LOVED ones paid an emotional tribute to fallen heroes as thousands of crosses and poppies formed the first Field of Remembrance in the North.
The tribute to brave British servicemen and women went on display in Saltwell Park, Gateshead, where around 10,000 crosses have been placed.Related content
Family of Cpl Steven Dunn and Rifleman Mark Turner, who were both killed in Afghanistan in 2010, have worked with the Royal British Legion to organise the memorial.
And they unveiled the tribute which will be open to the public in the build up to Remembrance Sunday.
Leah Harris, from the Royal British Legion, said: “Today we’re planting the first field of remembrance in the north of England and we have six of them around the country. The two families that sadly lost their sons in Afghanistan have been really instrumental in helping us to create this first field up here.
“There’s also been huge support from the community in the North East. It’s important to give people the opportunity to come here and pay their respects and write tributes and remember people that they have lost.”
Cpl Dunn and Rifleman Turner were both killed in the Helmand Province of Afghanistan. Rifleman Turner’s mother, Anne, has campaigned to commemorate fallen North soldiers ever since the 21-year-old, from Sheriff Hill in Gateshead, was killed by an IED as he searched for roadside bombs in Helmand, Afghanistan.
Last night Anne said: “I feel very honoured to be dedicating a cross in Mark’s memory and also to be remembering the sacrifices made by all those men and women whose lives were cut short in the line of duty.

(DATA EXCERPTS):
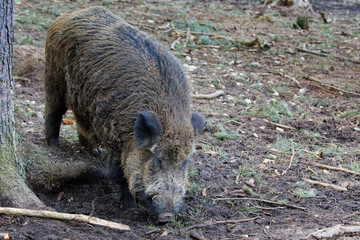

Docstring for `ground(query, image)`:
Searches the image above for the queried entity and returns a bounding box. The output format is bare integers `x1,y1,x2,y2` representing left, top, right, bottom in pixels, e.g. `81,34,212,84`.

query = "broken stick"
261,118,296,131
307,224,360,239
181,217,260,232
0,207,130,231
304,178,347,191
214,198,307,211
296,47,360,64
315,164,360,175
305,76,360,96
191,90,225,99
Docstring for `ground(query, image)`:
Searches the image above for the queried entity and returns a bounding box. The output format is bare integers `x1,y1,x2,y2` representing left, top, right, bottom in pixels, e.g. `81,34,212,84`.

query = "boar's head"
129,110,205,223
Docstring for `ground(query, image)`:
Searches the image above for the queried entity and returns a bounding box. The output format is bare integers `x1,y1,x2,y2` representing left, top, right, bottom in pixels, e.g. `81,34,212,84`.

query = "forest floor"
0,0,360,239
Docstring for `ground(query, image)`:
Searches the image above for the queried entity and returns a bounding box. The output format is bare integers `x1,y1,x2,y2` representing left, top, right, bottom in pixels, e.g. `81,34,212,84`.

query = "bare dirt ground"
0,0,360,239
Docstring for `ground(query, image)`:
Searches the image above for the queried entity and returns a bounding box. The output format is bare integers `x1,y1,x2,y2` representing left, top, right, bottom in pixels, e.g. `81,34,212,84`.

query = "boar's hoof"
157,213,173,224
45,137,60,146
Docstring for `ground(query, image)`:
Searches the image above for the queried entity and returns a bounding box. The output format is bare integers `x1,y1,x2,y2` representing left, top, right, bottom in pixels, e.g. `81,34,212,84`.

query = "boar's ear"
135,110,161,148
191,113,206,136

(PROBLEM REQUIREMENTS): Pick up the Field of Remembrance article after its last sentence and carry it on. The records are separate material, unrelated to the Field of Remembrance article.

(OUTPUT FOR THIS TASK):
“It will be a very emotional day but a very proud one for us. We will never forget the sacrifice Mark and so many brave heroes like him have made.”
At Vicky Dunn's side when she dedicated a cross for her son was Cpl Dunn’s sister, eight-year-old Emily Dunn.
Emily was just six years old when her 27-year-old brother, also from Gateshead, was killed in Afghanistan when the armoured vehicle he was travelling in was hit by an improvised explosive device.
So far the Legion has staged Fields at sites in Westminster, Royal Wootton Bassett and Edinburgh. This is the first time it has been held in the North.
Andrew Drake, area manager for the Royal British Legion in the North, said: “Each cross planted at Saltwell Park will represent the public’s heartfelt thanks for the sacrifices made by our brave servicemen and women.”
The Field of Remembrance will be officially opened today at 10.30am with a dedication service conducted by military chaplain, the Rev Charles Hope, of 102 Battalion, The Royal Electrical and Mechanical Engineers Volunteers.
A two-minute silence will be observed at 11am.